[Begin Records for the task]

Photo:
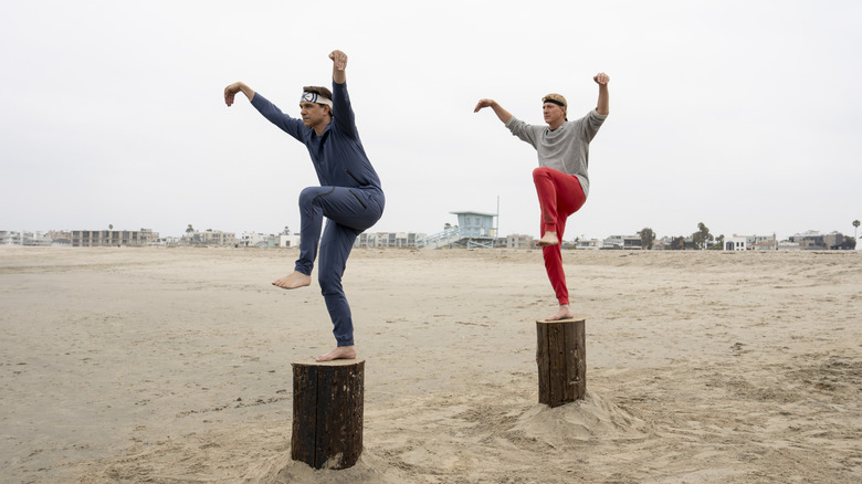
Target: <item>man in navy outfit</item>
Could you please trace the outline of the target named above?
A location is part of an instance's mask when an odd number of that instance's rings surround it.
[[[303,87],[302,119],[282,113],[241,82],[224,88],[228,106],[233,104],[236,93],[242,92],[266,119],[304,144],[317,171],[320,186],[308,187],[299,193],[299,259],[294,272],[273,285],[285,290],[309,285],[319,241],[317,281],[333,320],[337,347],[318,356],[318,361],[356,358],[354,324],[341,287],[341,275],[357,235],[377,223],[385,204],[380,178],[368,160],[356,129],[347,94],[347,55],[333,51],[329,59],[333,61],[333,91]],[[324,217],[328,220],[320,239]]]

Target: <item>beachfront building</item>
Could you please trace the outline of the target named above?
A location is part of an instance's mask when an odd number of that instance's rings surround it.
[[[501,239],[501,243],[495,246],[503,246],[506,249],[535,249],[536,240],[533,235],[524,235],[521,233],[513,233]]]
[[[494,227],[496,213],[450,212],[458,215],[458,225],[446,228],[439,233],[417,240],[422,249],[440,248],[486,248],[495,244],[497,228]]]
[[[51,235],[45,232],[0,230],[0,245],[21,245],[27,248],[44,248],[51,245]]]
[[[578,239],[576,248],[591,251],[601,249],[602,242],[598,239]]]
[[[140,230],[72,230],[69,232],[73,248],[143,246],[159,238],[153,229]]]
[[[281,234],[278,235],[277,244],[280,248],[298,248],[299,234],[298,233],[294,233],[292,235]]]
[[[737,235],[724,241],[725,251],[776,251],[778,242],[771,235]]]
[[[208,229],[204,232],[190,232],[182,236],[182,242],[191,245],[238,245],[236,234]]]
[[[602,241],[601,249],[640,250],[641,238],[639,235],[611,235]]]
[[[790,236],[790,242],[798,243],[802,250],[835,251],[844,244],[844,235],[840,232],[821,234],[816,230],[809,230]]]
[[[414,248],[420,232],[362,232],[354,242],[355,248]]]

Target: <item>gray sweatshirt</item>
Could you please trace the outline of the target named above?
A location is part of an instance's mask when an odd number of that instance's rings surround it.
[[[514,136],[536,148],[540,167],[578,177],[584,196],[588,197],[590,141],[607,117],[592,109],[582,118],[563,123],[557,129],[550,130],[547,125],[528,125],[512,116],[506,127]]]

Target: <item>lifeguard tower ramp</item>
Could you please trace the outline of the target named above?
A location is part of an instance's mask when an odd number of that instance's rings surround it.
[[[485,248],[493,249],[497,229],[496,213],[450,212],[458,215],[458,225],[416,241],[420,249]]]

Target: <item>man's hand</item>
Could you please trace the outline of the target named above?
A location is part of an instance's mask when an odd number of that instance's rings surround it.
[[[329,53],[329,59],[333,60],[333,69],[337,71],[344,71],[347,69],[347,54],[341,51],[333,51]]]
[[[473,109],[473,113],[479,113],[480,109],[485,107],[494,109],[494,114],[496,114],[497,118],[503,123],[507,123],[509,119],[512,119],[512,115],[506,109],[503,109],[503,106],[497,104],[497,102],[494,99],[479,99],[479,103],[476,103],[476,108]]]
[[[333,51],[329,53],[329,59],[333,60],[333,81],[337,84],[344,84],[347,80],[347,74],[344,72],[347,69],[347,54],[341,51]]]
[[[596,84],[598,84],[600,86],[607,86],[608,83],[610,82],[610,76],[608,74],[605,74],[603,72],[600,72],[600,73],[596,74],[592,77],[592,80],[596,81]]]
[[[233,105],[233,98],[236,96],[236,93],[242,92],[245,94],[245,97],[249,98],[249,101],[254,97],[254,91],[252,91],[251,87],[246,86],[243,83],[233,83],[224,88],[224,104],[228,106]]]
[[[596,84],[599,85],[599,101],[596,103],[596,112],[600,115],[607,116],[610,114],[610,98],[608,95],[608,83],[610,82],[610,76],[603,72],[600,72],[596,74],[592,80],[596,81]]]
[[[494,105],[494,99],[479,99],[479,103],[476,104],[476,108],[473,109],[473,113],[479,113],[480,109],[483,109],[485,107],[492,107]]]

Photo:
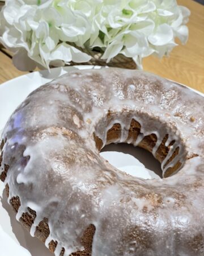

[End Records for the task]

**Goal**
Copy the rows from the line with "Target: <item>man's hand</item>" through the end of the rows, swapping "trace" for "draw" and changing nothing else. Leave the pictures out of your answer.

**Solution for this exercise**
Target: <item>man's hand</item>
Could you please draw the outline of the target named above?
A location is part of an instance's mask when an odd number of that instance's rings surround it.
[[[329,53],[329,59],[333,60],[333,69],[337,71],[344,71],[347,69],[347,54],[341,51],[333,51]]]
[[[473,109],[473,113],[479,113],[480,109],[485,107],[494,109],[494,114],[496,114],[497,118],[503,123],[507,123],[509,119],[512,119],[512,115],[506,109],[503,109],[503,106],[497,104],[497,102],[494,99],[479,99],[479,103],[476,103],[476,108]]]
[[[333,51],[329,53],[329,59],[333,60],[333,81],[337,84],[344,84],[347,80],[347,74],[344,72],[347,69],[347,54],[341,51]]]
[[[596,84],[598,84],[600,86],[607,86],[608,83],[610,82],[610,76],[608,74],[605,74],[603,72],[600,72],[600,73],[596,74],[592,77],[592,80],[596,81]]]
[[[233,105],[233,98],[236,96],[236,93],[242,92],[245,94],[245,97],[249,98],[249,101],[254,97],[254,91],[252,91],[251,87],[246,86],[243,83],[233,83],[224,88],[224,104],[228,106]]]
[[[596,84],[599,85],[599,101],[596,103],[596,112],[600,115],[607,116],[610,114],[610,98],[608,95],[608,83],[610,82],[610,76],[603,72],[600,72],[596,74],[592,80],[596,81]]]
[[[494,105],[494,99],[479,99],[479,103],[476,104],[476,108],[473,109],[473,113],[479,113],[480,109],[483,109],[485,107],[492,107]]]

Photo:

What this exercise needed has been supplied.